- EXERCISE AIM -
Return the records that follow unaltered. Omit every picture.

····················

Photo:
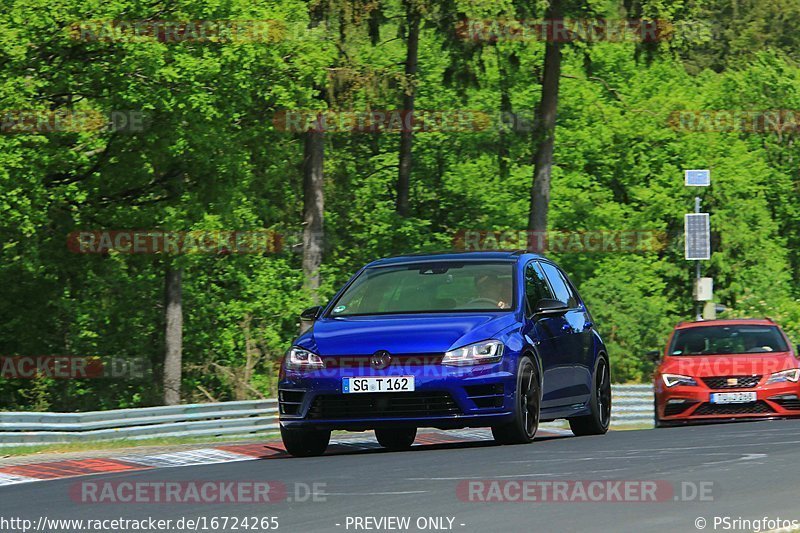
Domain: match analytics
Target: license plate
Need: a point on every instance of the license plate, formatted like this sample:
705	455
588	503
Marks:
733	397
382	384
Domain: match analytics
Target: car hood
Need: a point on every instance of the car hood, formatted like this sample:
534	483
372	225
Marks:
402	334
762	364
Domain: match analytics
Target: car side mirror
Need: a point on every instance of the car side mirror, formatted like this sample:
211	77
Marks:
312	313
653	356
549	306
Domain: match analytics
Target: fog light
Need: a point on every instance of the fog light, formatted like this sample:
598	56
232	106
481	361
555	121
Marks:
784	397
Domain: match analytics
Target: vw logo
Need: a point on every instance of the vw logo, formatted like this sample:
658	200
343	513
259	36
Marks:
380	360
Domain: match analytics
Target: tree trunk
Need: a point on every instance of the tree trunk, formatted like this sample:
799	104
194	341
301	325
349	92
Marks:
545	129
313	209
173	336
407	136
506	120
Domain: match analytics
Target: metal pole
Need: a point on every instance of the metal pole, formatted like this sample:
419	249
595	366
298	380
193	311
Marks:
698	307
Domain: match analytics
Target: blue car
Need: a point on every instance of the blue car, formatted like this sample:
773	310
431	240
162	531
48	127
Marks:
479	339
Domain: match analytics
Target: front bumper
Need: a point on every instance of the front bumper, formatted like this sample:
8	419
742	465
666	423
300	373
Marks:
445	397
685	404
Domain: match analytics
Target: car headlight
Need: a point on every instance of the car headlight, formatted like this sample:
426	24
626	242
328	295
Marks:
475	354
787	375
302	359
670	380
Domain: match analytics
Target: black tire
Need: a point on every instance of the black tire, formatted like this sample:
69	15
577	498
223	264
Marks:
522	429
657	423
396	439
597	422
305	442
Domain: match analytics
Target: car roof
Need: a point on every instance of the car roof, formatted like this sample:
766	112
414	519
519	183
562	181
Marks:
511	256
727	322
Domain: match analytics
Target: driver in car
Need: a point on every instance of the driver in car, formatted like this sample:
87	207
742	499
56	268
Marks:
490	287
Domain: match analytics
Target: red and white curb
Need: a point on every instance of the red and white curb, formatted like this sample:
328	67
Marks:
15	474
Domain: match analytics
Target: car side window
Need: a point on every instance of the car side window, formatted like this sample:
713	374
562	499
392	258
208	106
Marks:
536	286
560	286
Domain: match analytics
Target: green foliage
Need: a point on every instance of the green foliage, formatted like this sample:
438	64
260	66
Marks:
210	157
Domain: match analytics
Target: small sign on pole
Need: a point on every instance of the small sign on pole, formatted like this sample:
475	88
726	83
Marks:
697	178
697	233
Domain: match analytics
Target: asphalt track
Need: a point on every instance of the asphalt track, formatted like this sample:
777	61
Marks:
754	468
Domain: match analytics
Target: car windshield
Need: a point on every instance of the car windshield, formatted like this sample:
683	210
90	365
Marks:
735	339
430	287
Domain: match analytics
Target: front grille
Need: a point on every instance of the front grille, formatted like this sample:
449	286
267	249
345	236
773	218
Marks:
742	382
397	361
486	396
382	405
673	409
752	408
792	405
289	401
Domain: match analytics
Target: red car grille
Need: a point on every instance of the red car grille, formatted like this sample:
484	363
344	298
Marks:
727	382
753	408
673	409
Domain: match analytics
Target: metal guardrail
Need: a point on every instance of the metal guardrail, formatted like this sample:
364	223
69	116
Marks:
193	420
631	405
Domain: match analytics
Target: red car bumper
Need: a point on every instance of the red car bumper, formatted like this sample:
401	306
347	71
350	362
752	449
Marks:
694	403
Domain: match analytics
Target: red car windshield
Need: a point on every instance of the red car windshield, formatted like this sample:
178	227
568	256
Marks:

····················

- IN RESPONSE -
Photo:
Domain: match analytics
Target: license plate
Need: a point on every instance of the license plate, formatted like this sample:
705	455
588	503
Marks:
733	397
382	384
Domain: match analytics
Target: car hood
Need: a point on every instance of the car hood, formatted like this sample:
534	483
372	225
Marks:
402	334
762	364
Domain: match analytics
Target: car side mirror
Need: a point on every instance of the car side mirror, formatted like this sample:
211	77
Marks:
312	313
653	356
549	306
Domain: match analytics
Target: fog light
Need: a point on every instance of the fog light, formatted like this sample:
598	56
232	106
481	361
555	121
Marks:
784	397
Domain: match analytics
Target: vw logo
Need: a point on every instance of the vw logo, formatted like this sample:
658	200
343	513
259	36
Marks:
380	360
Domain: match analytics
Target: tree trunk
Need: a point on every instance of the tree trunk, formatted like this sample:
799	104
194	341
301	325
349	92
Marks:
545	129
313	209
173	336
407	136
506	120
Domain: match analytics
Target: metal pole
Need: a point on every instance of the metal pole, formatted like this sample:
419	249
595	366
298	380
193	311
Marks:
698	307
Domain: match analytics
Target: blue car
Need: a point on every instance of the blue car, formatted like this sample:
773	310
431	240
162	531
48	127
Marks:
479	339
Domain: match analytics
Target: front bumper
Need: a point on every instance of the front bumper, formatted like this sample:
8	419
742	465
666	423
300	373
Marks:
445	397
685	404
Domain: match analytics
Target: car headlight
Need: a point on every instance of the car headlight, formatted like this sample:
426	24
626	242
328	295
Marks:
475	354
787	375
302	359
670	380
Domain: match analytics
Target: black tire
Need: a point on every instance of the black tire, formatted like this sample:
69	15
577	498
223	264
Marks:
522	429
657	423
396	439
597	422
305	442
Domain: match analytics
Target: car roof
Need: a point on every instance of the car roof, formatted like this sample:
766	112
414	519
519	183
562	181
Marks:
511	256
727	322
Domain: match analytics
Target: driver in car
Need: a point on every instance of the driver in car, formatted like this sample:
87	207
742	499
56	268
Marks:
490	287
Domain: match analytics
Target: red and white curb
Need: a point on every instance of the red and white curb, formatted like this sample:
328	67
Marks:
15	474
Domain: match analytics
Target: car side window
Need: a point on every instance of the car side window, formatted like this sample:
713	374
562	499
392	258
208	106
Marks:
536	286
560	286
Domain: match analytics
Target: green foliage
Need: a point on every instance of the green foliage, formatted like this sample:
438	64
260	66
Marks:
210	157
Domain: match analytics
Target: small sign on pole
Need: a point on every instance of the small sign on pole, formatted like this sample:
475	88
726	83
Marks:
697	178
697	233
Domain: match analytics
Target: asphalt track
Need: a point on every instance of the asphalt track, formatted like this sample:
777	61
Marks:
754	468
Domain: match analytics
Target: car windshield
Need: a point on every instance of the car windshield, formatted like this sample:
683	210
90	365
Marks:
735	339
430	287
Domain: match analytics
Target: front grille
Need: a point on every instance of the front grille, formatted like this sample:
449	286
267	249
345	236
773	218
Marks:
742	382
397	361
486	396
382	405
673	409
752	408
792	405
289	401
Domain: match analytics
Target: red car grille
Need: a point on every instance of the red car grille, formatted like this sample:
484	363
344	298
Marks:
727	382
753	408
673	409
Domain: match analytics
Target: metal guardrail
Need: a point on every instance of the metal guardrail, formatted like this sample:
364	223
69	116
Marks:
193	420
631	405
Domain: match analytics
Target: red car bumper
Need: a point on every instance of the red car bumper, formatted like this sample:
401	306
347	71
350	362
752	449
Marks:
694	403
Domain: match analytics
Target: red car windshield
Need: a point on every instance of the red car windshield, formatted like this sample:
178	227
568	256
Marks:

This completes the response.